● WHAT YOU HAVE TO DO: In the items below, swap each "in this picture" for "in this image" and write out the lines with nothing else changed. Leave out the pictures.
== SUPPLIED RECORDS ==
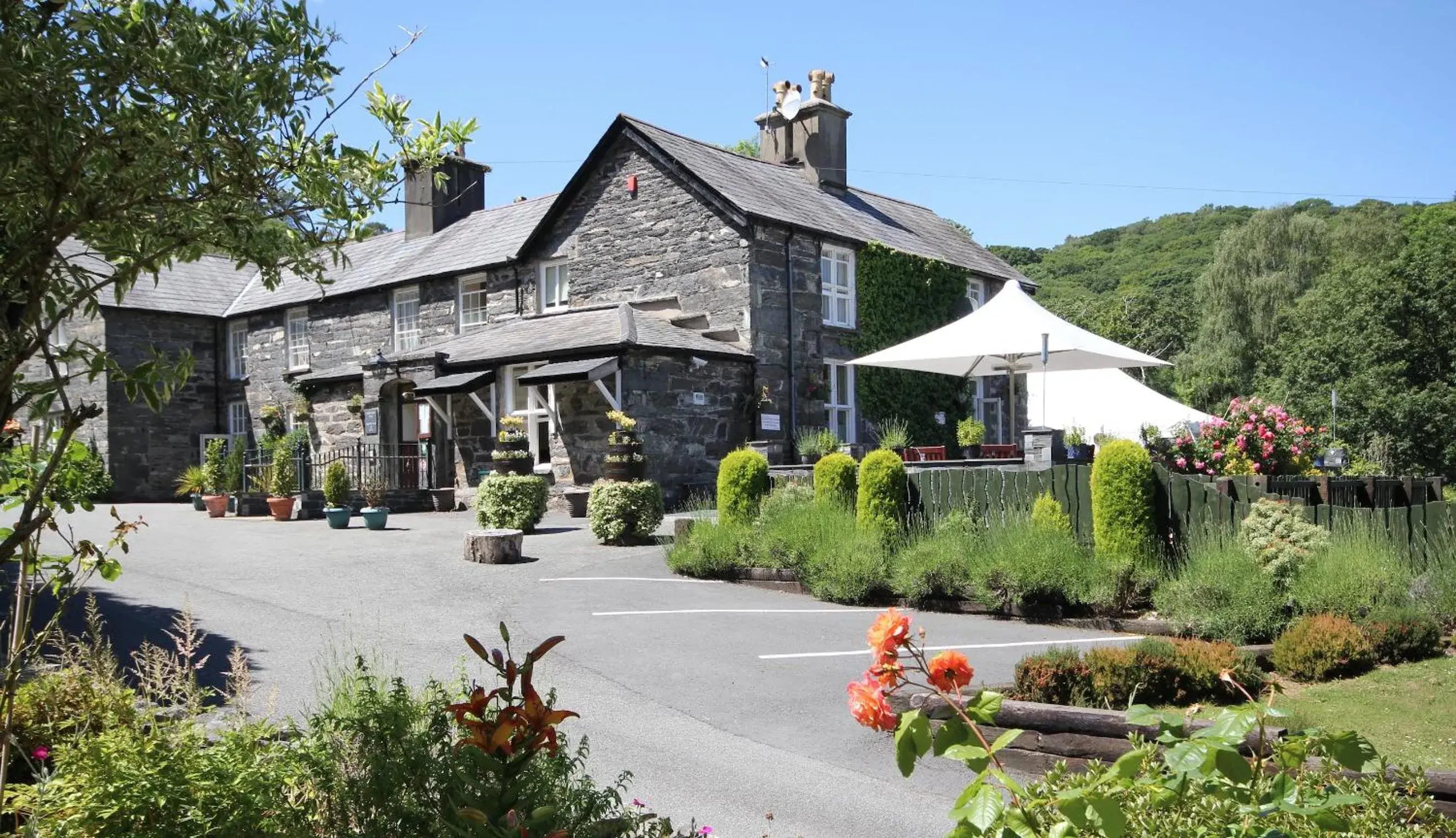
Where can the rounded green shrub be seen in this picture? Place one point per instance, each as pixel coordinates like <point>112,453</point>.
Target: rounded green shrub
<point>835,479</point>
<point>510,502</point>
<point>1123,500</point>
<point>743,480</point>
<point>883,493</point>
<point>1321,648</point>
<point>625,512</point>
<point>1400,634</point>
<point>337,484</point>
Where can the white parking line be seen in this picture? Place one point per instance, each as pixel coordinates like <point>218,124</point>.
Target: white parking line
<point>631,579</point>
<point>963,646</point>
<point>736,611</point>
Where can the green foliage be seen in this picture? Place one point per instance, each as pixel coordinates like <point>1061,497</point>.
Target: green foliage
<point>902,296</point>
<point>1123,500</point>
<point>1048,513</point>
<point>1400,634</point>
<point>1322,646</point>
<point>1279,537</point>
<point>883,497</point>
<point>215,465</point>
<point>337,484</point>
<point>1354,575</point>
<point>625,512</point>
<point>283,483</point>
<point>514,502</point>
<point>743,480</point>
<point>836,479</point>
<point>1220,592</point>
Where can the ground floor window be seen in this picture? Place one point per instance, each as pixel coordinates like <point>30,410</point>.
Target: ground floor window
<point>841,402</point>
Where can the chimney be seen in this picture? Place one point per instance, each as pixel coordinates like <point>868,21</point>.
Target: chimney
<point>814,139</point>
<point>430,209</point>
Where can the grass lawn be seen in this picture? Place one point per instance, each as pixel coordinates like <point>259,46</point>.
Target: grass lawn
<point>1409,712</point>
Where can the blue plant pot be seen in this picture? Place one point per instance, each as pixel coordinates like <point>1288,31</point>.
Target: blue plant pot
<point>375,518</point>
<point>338,516</point>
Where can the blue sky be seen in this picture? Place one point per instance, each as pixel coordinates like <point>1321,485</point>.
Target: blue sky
<point>1302,98</point>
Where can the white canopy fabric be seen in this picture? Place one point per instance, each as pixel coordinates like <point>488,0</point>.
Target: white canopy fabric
<point>1103,401</point>
<point>1007,331</point>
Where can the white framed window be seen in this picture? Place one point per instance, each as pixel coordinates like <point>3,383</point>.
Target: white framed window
<point>296,330</point>
<point>238,420</point>
<point>841,402</point>
<point>407,318</point>
<point>472,302</point>
<point>976,292</point>
<point>555,285</point>
<point>238,350</point>
<point>838,279</point>
<point>535,410</point>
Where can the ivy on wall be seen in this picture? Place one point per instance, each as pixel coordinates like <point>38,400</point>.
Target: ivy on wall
<point>902,296</point>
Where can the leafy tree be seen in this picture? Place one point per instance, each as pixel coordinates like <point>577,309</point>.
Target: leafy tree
<point>146,133</point>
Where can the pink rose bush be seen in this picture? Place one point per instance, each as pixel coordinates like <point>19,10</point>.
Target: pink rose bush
<point>1251,438</point>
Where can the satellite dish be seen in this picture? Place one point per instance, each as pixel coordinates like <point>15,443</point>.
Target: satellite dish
<point>793,101</point>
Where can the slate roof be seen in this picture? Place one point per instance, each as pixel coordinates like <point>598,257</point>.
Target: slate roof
<point>578,331</point>
<point>203,288</point>
<point>481,240</point>
<point>782,194</point>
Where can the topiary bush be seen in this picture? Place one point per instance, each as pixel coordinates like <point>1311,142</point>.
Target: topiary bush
<point>835,479</point>
<point>1400,634</point>
<point>743,481</point>
<point>1279,538</point>
<point>1048,513</point>
<point>625,512</point>
<point>1321,648</point>
<point>510,502</point>
<point>1123,500</point>
<point>1055,677</point>
<point>337,484</point>
<point>883,493</point>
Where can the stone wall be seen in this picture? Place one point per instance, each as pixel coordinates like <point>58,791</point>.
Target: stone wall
<point>661,241</point>
<point>147,449</point>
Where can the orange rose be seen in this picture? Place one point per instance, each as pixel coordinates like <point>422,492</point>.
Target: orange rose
<point>950,671</point>
<point>868,706</point>
<point>889,633</point>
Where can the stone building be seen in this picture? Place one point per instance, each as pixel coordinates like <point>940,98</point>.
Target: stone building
<point>669,277</point>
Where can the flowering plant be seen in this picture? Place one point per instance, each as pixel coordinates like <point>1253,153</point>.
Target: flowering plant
<point>1252,438</point>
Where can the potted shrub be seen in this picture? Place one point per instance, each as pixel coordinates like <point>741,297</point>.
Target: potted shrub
<point>373,489</point>
<point>1076,445</point>
<point>970,433</point>
<point>213,470</point>
<point>895,435</point>
<point>512,454</point>
<point>337,496</point>
<point>191,483</point>
<point>809,442</point>
<point>284,483</point>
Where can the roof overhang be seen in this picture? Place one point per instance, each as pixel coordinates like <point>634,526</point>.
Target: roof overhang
<point>577,370</point>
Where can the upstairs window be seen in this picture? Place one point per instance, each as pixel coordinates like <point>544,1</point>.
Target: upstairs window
<point>555,286</point>
<point>407,318</point>
<point>238,349</point>
<point>838,279</point>
<point>296,333</point>
<point>472,302</point>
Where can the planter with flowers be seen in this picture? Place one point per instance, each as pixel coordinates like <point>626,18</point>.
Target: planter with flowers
<point>1251,438</point>
<point>625,458</point>
<point>512,452</point>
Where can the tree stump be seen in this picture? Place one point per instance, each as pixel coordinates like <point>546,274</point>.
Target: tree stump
<point>492,545</point>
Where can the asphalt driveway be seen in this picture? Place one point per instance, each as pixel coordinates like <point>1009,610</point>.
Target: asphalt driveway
<point>727,703</point>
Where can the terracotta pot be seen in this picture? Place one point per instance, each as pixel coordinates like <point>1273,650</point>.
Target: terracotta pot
<point>281,508</point>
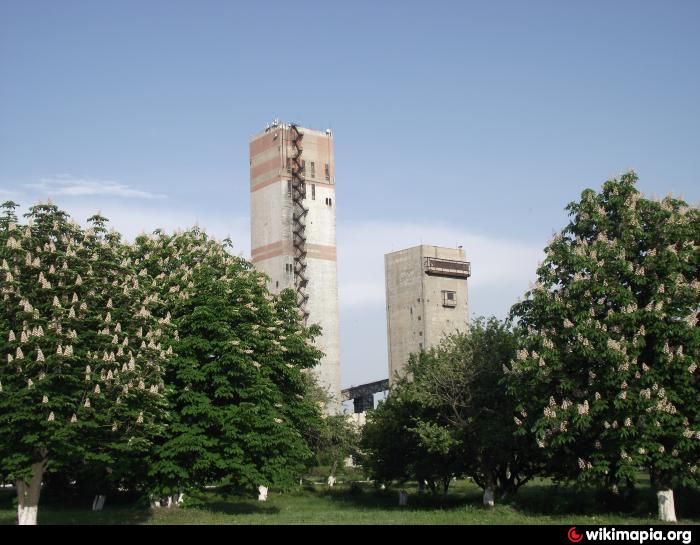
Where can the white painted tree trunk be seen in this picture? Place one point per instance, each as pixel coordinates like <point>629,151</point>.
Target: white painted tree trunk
<point>667,510</point>
<point>27,515</point>
<point>28,496</point>
<point>403,498</point>
<point>99,502</point>
<point>488,496</point>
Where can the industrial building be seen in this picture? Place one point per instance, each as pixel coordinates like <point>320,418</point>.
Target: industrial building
<point>426,298</point>
<point>292,213</point>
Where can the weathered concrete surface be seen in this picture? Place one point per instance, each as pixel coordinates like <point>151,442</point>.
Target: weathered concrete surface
<point>418,315</point>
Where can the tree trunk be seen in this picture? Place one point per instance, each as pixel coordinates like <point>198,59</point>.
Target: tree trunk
<point>331,477</point>
<point>489,491</point>
<point>667,510</point>
<point>28,495</point>
<point>99,502</point>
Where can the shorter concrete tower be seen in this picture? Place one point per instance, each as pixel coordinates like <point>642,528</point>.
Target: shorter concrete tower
<point>426,298</point>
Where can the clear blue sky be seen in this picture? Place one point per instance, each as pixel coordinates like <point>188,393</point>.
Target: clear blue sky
<point>455,122</point>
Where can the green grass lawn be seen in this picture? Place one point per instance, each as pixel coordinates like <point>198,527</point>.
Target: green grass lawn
<point>537,503</point>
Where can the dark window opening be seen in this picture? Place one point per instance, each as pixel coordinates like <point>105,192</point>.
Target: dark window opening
===
● SOLUTION:
Where can the rounded green shrub be seen in this image? Place one point per instance, each as pixel coordinates like <point>112,453</point>.
Target: rounded green shrub
<point>835,479</point>
<point>510,502</point>
<point>1123,500</point>
<point>743,480</point>
<point>883,493</point>
<point>1321,648</point>
<point>625,512</point>
<point>1400,634</point>
<point>337,484</point>
Where can the white parking line be seen in this image? Place one point per instance, each as pixel coordinates like <point>218,124</point>.
Target: white parking line
<point>631,579</point>
<point>963,646</point>
<point>736,611</point>
Where can the green foliage be seen in this image? Place one point per instance, each as pixel coordinates like <point>1061,497</point>.
Target: green foliage
<point>902,296</point>
<point>1123,500</point>
<point>1048,513</point>
<point>1400,634</point>
<point>1322,646</point>
<point>1279,537</point>
<point>883,497</point>
<point>215,465</point>
<point>337,484</point>
<point>1354,575</point>
<point>625,512</point>
<point>283,483</point>
<point>514,502</point>
<point>743,480</point>
<point>836,479</point>
<point>1220,592</point>
Where can the ground floor window be seen in this image? Place one point per instance, each as pixel coordinates like <point>30,410</point>.
Target: ground floor window
<point>841,402</point>
Where can the chimney be seen in this image? Place one point per instance, each as pixel coordinates like <point>868,21</point>.
Target: chimney
<point>814,139</point>
<point>430,209</point>
Where can the grass lawn be seen in this image? Place one point per instance, each as pixel coordinates like <point>259,46</point>.
Target: grass lawn
<point>1409,712</point>
Where can the blue plant pot be seen in this image? Place one point per instance, each as pixel coordinates like <point>1288,31</point>.
Target: blue plant pot
<point>375,518</point>
<point>338,516</point>
Where can the blue sky be seen in this image? Place one point per instance, each as pixel coordinates like <point>1321,485</point>.
Target: blue sky
<point>1302,98</point>
Where can the white canopy fabric be seen in this image? Place one point per instance, each as pixel coordinates like <point>488,0</point>.
Target: white canopy fabric
<point>1103,401</point>
<point>1007,331</point>
Where can the white framed window be seen in this image? Place one point per instance, each as pixel coordinates like <point>3,383</point>.
Target: white framed window
<point>296,330</point>
<point>238,420</point>
<point>841,402</point>
<point>407,318</point>
<point>472,302</point>
<point>976,292</point>
<point>555,285</point>
<point>238,350</point>
<point>838,279</point>
<point>535,410</point>
Where can the ivy on wall be seen in this image? Place one point per instance, each as pixel coordinates like <point>38,400</point>.
Target: ivy on wall
<point>902,296</point>
Where can the leafy tree be seen in this image? Place one point per instance, each as pixel coordinates like <point>577,309</point>.
Target: leafy tree
<point>146,133</point>
Where can the pink rose bush be seen in this image? Place one point per instance, each as pixel coordinates like <point>19,10</point>.
Target: pink rose bush
<point>1251,438</point>
Where can the satellite dish be seen in this image? Place one point per instance, each as pixel coordinates like <point>15,443</point>.
Target: satellite dish
<point>793,101</point>
Where can the slate roof be seen in this image? Place one point per instance, each as pixel coordinates like <point>598,257</point>.
Target: slate roof
<point>578,331</point>
<point>203,288</point>
<point>481,240</point>
<point>782,194</point>
Where can the topiary bush be seen in this image? Place one point per instance, each as pixel coordinates like <point>1311,142</point>.
Target: topiary bush
<point>835,479</point>
<point>1400,634</point>
<point>743,481</point>
<point>1279,538</point>
<point>1048,513</point>
<point>625,512</point>
<point>1321,648</point>
<point>510,502</point>
<point>1123,500</point>
<point>1055,677</point>
<point>337,484</point>
<point>883,493</point>
Where can the stone wall be seen in this image? Place one point per instance, each as pixel coordinates like <point>58,791</point>.
Target: stone wall
<point>661,241</point>
<point>147,449</point>
Where can the orange rose be seen in this image? Place one point per instance, each as pixel coordinates like <point>422,492</point>.
Target: orange rose
<point>950,671</point>
<point>868,706</point>
<point>889,633</point>
Where can the stone building be seen in this image? Place one point per instance, each as pixel coordinates like <point>940,98</point>.
Target: stone building
<point>669,277</point>
Where can the flowering plant be seen in this image? Place one point per instance, each as pixel coordinates like <point>1253,153</point>.
Target: flowering plant
<point>1252,438</point>
Where can the potted shrub be seen in this image? Place one point per instance, each as pixel coordinates like <point>741,297</point>.
Target: potted shrub
<point>373,489</point>
<point>1076,445</point>
<point>970,433</point>
<point>213,470</point>
<point>895,435</point>
<point>512,454</point>
<point>337,496</point>
<point>191,483</point>
<point>809,442</point>
<point>284,483</point>
Where can the roof overhang be seen in this image? Place one point per instance, each as pixel coordinates like <point>634,526</point>.
Target: roof overhang
<point>577,370</point>
Where can the upstairs window be seen in this image? Place one point per instance, each as pixel coordinates like <point>544,1</point>.
Target: upstairs window
<point>555,286</point>
<point>407,318</point>
<point>238,349</point>
<point>838,279</point>
<point>296,333</point>
<point>472,302</point>
Where can the planter with flowers be seen in this image? Place one point per instance, each as pixel coordinates like <point>626,18</point>.
Target: planter with flowers
<point>1251,438</point>
<point>625,458</point>
<point>512,452</point>
Where can the tree stump be seen in this image? Place one point per instance, each as pixel coordinates like <point>546,274</point>.
Target: tree stump
<point>492,545</point>
Where can the asphalt driveway be seen in this image? Place one point per instance, each as pixel coordinates like <point>1009,610</point>.
Target: asphalt driveway
<point>727,703</point>
Where can the terracotta pot be seen in this image? Place one point per instance, each as pixel coordinates like <point>1273,650</point>.
Target: terracotta pot
<point>281,508</point>
Where can the white painted tree trunk be seen in this image? Place one point per instance, each as pixel coordinates like <point>629,151</point>.
Target: white painted tree trunk
<point>667,510</point>
<point>27,515</point>
<point>28,496</point>
<point>403,498</point>
<point>99,502</point>
<point>488,496</point>
Where can the industrial building be seen in this image? Place one point per instance, each as pixel coordinates like <point>320,418</point>.
Target: industrial building
<point>426,298</point>
<point>292,213</point>
Where can the weathered concrete surface be seen in this image? Place one point per instance, each as pixel coordinates like <point>151,442</point>.
Target: weathered concrete surface
<point>418,315</point>
Where can the tree trunk be seen in this image? Place one point per instance, each as pixel coordinates like <point>198,59</point>.
Target: tree trunk
<point>331,477</point>
<point>489,491</point>
<point>667,510</point>
<point>28,495</point>
<point>99,502</point>
Where can the shorter concrete tower be seen in this image? Place one point per instance, each as pixel coordinates like <point>642,528</point>.
Target: shorter concrete tower
<point>426,298</point>
Where can the clear blue sky be seen in this image? Place one point per instance, each as pixel coordinates like <point>188,393</point>.
Target: clear blue sky
<point>455,122</point>
Where can the green grass lawn be seen in this image? Place one point per instance, each as pixel coordinates like <point>198,527</point>.
Target: green grass lawn
<point>537,503</point>
Where can the dark window opening be seen in this image? Place one point per instance, each as pixel coordinates like <point>105,192</point>.
Target: dark window opening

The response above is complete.